PASSAGE FOR REVIEW =>
We also want to try to have CBN. It’s quite good for sleeping.

I think next year, we can start to try the first outdoor trial (of CBN). And if the results will be good, we will start the process of registration.

What are current market conditions for selling cannabis genetics in Europe? Where are you selling Enectarol?

It’s quite a mess.

You can find really good variety. But they are totally from the (illicit) market.

Maybe they sell you a variety with high CBD, but it has the label of a fiber variety.

And it’s a problem for the farmers, because the farmers buy the seeds but really don’t know what is inside.

Maybe it’s 7% CBD or maybe not. You have no guarantee of the result.

Our main markets today are Spain, Greece, Germany, the Czech Republic and Italy.

How is the war in Ukraine affecting cannabis companies in Europe?

I really hope this madness will end soon. Because, you know, we are in a modern age, and this is something that is bad for everyone.

For the cannabis market, the problems are on the raw materials, because materials, like fertilizer, like plastic, everything now costs more than double.

This is a problem for the farmers. Farmers are suffering a lot because of the cost of gasoline, the cost of electricity, the cost of fertilizing.

It’s strangling all the farmers here in Italy and in every other country in Europe.

This interview has been edited for length and clarity.

HOW TO COMPLETE THIS TASK => Transcribe the interview above word for word, beginning at "And it’s a problem" and stopping after "of the result.".

DATASET CONTENT =>
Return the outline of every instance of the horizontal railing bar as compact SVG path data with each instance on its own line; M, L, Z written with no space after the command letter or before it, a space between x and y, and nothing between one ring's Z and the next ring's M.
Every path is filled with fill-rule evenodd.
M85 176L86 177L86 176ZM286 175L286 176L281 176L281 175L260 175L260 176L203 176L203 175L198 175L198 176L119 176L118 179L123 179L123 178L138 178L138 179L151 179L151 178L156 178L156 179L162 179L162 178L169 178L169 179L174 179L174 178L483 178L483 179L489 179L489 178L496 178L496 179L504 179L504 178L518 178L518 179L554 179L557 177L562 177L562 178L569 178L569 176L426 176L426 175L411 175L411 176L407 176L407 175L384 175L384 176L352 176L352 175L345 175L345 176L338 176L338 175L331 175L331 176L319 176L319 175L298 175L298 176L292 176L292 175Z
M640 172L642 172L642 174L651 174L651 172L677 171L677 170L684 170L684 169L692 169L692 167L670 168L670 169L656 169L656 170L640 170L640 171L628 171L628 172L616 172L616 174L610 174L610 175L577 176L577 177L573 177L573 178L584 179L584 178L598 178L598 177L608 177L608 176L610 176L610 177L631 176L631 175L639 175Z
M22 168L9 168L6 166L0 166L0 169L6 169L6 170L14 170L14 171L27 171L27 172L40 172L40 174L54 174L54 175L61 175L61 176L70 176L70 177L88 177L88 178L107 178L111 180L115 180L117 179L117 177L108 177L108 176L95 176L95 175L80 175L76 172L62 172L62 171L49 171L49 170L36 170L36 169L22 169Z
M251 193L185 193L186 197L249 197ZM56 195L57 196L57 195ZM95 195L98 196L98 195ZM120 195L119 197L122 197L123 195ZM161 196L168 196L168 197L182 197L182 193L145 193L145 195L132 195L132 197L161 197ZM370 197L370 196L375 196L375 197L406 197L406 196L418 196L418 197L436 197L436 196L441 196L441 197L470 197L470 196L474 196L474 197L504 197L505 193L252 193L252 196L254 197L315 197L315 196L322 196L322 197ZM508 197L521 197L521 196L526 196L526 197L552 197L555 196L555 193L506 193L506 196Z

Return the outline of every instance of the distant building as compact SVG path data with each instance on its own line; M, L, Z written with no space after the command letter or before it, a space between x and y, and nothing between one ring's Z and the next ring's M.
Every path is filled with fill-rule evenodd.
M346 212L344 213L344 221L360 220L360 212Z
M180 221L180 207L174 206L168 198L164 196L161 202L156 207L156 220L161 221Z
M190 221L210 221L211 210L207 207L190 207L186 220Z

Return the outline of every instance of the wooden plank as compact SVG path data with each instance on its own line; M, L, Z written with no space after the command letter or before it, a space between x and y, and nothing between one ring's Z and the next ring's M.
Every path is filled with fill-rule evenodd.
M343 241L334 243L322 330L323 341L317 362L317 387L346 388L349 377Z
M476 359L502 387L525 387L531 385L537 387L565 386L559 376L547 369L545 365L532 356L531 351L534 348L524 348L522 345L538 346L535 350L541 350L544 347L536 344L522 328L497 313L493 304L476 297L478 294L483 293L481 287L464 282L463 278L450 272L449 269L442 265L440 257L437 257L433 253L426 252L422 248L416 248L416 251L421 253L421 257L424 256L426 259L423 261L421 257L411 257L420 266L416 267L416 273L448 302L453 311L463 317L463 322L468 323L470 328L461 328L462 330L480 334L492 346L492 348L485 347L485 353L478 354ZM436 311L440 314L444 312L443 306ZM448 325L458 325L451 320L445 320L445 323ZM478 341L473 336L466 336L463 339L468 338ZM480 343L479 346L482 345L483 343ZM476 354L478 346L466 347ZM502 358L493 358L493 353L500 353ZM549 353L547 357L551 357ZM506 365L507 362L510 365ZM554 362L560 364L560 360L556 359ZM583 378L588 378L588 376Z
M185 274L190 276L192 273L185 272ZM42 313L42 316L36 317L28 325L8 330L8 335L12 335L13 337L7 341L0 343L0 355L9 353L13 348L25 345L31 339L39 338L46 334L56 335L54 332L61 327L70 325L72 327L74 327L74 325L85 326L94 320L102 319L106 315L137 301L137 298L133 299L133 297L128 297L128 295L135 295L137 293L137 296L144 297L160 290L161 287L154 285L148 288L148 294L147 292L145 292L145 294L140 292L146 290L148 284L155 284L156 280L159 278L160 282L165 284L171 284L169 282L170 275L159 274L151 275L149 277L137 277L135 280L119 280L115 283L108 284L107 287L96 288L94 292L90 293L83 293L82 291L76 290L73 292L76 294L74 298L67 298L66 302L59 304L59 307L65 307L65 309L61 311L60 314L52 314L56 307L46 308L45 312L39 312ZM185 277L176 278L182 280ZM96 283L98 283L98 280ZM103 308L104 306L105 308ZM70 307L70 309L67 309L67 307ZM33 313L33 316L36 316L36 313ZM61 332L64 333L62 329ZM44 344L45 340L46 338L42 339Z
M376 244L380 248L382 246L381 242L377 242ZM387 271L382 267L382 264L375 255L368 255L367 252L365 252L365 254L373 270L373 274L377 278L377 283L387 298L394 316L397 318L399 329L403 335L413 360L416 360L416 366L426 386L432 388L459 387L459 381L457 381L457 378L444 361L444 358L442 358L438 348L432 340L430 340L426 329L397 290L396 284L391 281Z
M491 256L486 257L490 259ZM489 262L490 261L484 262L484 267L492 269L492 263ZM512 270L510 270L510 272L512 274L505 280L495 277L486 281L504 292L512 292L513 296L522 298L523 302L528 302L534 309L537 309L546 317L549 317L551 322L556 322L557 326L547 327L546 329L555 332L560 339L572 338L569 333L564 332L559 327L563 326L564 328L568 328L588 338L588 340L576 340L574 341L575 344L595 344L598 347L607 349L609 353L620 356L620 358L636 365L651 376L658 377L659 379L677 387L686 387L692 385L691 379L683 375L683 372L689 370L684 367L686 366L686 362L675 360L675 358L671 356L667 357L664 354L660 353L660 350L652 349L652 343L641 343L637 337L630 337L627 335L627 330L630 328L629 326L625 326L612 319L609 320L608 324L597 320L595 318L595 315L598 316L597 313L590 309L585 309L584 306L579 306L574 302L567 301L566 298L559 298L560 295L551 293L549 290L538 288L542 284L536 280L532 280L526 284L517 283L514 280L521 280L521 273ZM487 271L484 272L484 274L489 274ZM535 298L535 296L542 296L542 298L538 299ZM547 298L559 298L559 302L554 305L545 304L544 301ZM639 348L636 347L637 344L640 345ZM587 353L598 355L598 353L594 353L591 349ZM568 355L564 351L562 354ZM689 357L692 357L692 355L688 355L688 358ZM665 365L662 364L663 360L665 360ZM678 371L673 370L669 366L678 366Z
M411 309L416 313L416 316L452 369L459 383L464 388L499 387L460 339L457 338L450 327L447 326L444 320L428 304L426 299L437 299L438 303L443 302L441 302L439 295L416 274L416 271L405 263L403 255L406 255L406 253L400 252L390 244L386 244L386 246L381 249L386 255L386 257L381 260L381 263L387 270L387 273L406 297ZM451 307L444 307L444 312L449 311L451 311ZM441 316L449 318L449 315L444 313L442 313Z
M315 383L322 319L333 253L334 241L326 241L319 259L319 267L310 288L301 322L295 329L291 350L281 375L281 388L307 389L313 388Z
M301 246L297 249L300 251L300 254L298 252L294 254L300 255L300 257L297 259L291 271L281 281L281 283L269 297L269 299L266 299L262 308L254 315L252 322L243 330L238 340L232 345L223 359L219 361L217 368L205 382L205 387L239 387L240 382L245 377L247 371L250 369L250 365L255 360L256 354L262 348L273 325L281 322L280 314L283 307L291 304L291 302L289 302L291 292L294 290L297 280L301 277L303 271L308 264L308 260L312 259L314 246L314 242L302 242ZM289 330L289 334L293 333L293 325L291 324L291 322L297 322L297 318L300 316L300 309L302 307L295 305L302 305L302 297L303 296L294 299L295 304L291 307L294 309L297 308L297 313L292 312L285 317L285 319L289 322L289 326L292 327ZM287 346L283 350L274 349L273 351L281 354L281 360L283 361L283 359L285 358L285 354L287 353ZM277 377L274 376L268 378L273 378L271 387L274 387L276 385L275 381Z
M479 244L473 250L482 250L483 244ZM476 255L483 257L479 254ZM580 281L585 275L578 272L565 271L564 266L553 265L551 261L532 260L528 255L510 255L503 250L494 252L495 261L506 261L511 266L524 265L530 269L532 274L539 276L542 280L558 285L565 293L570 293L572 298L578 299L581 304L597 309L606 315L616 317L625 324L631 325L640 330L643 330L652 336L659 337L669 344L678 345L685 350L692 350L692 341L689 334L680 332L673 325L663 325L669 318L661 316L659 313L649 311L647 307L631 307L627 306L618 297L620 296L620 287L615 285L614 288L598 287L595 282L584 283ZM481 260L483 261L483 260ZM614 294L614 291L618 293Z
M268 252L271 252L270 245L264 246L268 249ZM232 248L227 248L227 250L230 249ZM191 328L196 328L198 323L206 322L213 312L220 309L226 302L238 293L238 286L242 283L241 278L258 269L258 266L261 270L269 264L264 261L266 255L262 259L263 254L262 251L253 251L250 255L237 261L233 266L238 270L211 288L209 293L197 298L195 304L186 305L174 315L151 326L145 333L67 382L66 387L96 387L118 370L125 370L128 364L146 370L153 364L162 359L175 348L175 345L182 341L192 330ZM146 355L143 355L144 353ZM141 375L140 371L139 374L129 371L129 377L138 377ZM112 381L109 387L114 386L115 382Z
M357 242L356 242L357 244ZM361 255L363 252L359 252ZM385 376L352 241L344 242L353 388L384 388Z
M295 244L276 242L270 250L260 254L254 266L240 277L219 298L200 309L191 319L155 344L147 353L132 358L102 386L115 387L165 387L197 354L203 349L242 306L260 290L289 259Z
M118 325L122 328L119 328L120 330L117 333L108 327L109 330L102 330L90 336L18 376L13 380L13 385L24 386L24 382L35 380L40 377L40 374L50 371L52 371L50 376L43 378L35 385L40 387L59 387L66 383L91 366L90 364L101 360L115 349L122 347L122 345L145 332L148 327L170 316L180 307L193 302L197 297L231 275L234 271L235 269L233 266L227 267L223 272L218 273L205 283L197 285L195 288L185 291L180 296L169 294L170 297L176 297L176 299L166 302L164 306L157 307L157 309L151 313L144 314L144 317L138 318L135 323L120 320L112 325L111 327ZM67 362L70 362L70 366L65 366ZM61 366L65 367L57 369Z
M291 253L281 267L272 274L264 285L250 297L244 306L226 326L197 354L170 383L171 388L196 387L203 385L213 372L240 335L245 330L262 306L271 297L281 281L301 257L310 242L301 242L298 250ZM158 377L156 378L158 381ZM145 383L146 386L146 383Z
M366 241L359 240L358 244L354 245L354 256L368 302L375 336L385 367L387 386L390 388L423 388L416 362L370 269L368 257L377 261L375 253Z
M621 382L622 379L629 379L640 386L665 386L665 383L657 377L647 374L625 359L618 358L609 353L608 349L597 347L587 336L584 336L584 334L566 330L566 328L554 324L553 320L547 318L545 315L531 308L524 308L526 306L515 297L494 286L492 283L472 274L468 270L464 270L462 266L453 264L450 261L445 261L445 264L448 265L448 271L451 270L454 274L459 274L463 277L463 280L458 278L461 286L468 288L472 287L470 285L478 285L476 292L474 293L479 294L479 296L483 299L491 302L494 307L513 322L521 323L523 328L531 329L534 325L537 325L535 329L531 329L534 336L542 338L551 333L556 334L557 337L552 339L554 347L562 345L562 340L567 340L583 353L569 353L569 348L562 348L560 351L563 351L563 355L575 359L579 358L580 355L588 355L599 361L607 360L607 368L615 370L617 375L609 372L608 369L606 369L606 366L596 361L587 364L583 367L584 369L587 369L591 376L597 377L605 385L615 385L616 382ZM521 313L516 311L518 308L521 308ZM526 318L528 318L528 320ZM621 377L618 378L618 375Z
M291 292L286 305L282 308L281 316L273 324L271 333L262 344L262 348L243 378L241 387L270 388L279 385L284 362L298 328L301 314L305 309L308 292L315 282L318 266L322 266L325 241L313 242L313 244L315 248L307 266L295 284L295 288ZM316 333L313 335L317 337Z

YOUR SOLUTION =>
And it’s a problem for the farmers, because the farmers buy the seeds but really don’t know what is inside.

Maybe it’s 7% CBD or maybe not. You have no guarantee of the result.